## SELECTED PASSAGE
──────

As per Section 2(34) of the new Code on Social Security, 2020 (“CSS”), an FTE is any employee who has been engaged directly by the employer through a written contract, for a pre-determined period. Therefore, the employment of the FTE automatically ends upon expiration of the contract period. This definition establishes four important elements: firstly, written contract as the basis of engagement; secondly, pre-defined tenure; thirdly, direct contract with the Principal Employer with no third-party/contractor in between and lastly, person engaged must fall under the definition of “employee”. The Industrial Relations Code, 2020 (“IR Code”) provides a similar yet different definition, which has been discussed below.

The fixed-term 'worker' and fixed-term 'employee'

By using different nomenclatures, the IR Code and CSS change their scope of coverage. While the definition of fixed-term employment in CSS is in connection with an 'employee', its definition under Section 2(o) of the IR Code is in connection with a 'worker'. Though the essence of the definition mostly remains same, in the IR Code, the term 'Worker' excludes any employee who is serving in a managerial or administrative position, or in a supervisory role and earning more than eighteen thousand rupees per month.

──────

## DATA EXTRACT
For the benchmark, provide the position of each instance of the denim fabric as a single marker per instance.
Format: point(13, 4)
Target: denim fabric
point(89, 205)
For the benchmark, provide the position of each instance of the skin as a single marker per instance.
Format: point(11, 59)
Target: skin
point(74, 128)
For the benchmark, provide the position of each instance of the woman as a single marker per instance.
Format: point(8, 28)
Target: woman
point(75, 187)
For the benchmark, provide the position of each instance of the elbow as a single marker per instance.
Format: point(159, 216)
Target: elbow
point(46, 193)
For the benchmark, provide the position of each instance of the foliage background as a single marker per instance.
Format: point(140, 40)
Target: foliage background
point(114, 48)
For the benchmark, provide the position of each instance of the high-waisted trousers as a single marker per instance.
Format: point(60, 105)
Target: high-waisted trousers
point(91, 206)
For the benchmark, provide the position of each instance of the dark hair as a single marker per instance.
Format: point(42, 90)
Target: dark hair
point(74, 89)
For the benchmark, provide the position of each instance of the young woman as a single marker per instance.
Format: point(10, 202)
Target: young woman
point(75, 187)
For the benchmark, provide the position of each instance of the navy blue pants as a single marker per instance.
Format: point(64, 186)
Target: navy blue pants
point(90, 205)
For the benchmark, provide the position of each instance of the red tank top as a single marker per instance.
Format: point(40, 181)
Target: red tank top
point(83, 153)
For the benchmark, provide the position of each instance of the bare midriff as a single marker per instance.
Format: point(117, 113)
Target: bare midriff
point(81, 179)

──────

## DIRECTION
Please repeat the passage on fixed-term employment word for word, from "By using different" to "rupees per month.". The material above has no connection to the passage on fixed-term employment.

## RESULT FOR THIS EXERCISE
By using different nomenclatures, the IR Code and CSS change their scope of coverage. While the definition of fixed-term employment in CSS is in connection with an 'employee', its definition under Section 2(o) of the IR Code is in connection with a 'worker'. Though the essence of the definition mostly remains same, in the IR Code, the term 'Worker' excludes any employee who is serving in a managerial or administrative position, or in a supervisory role and earning more than eighteen thousand rupees per month.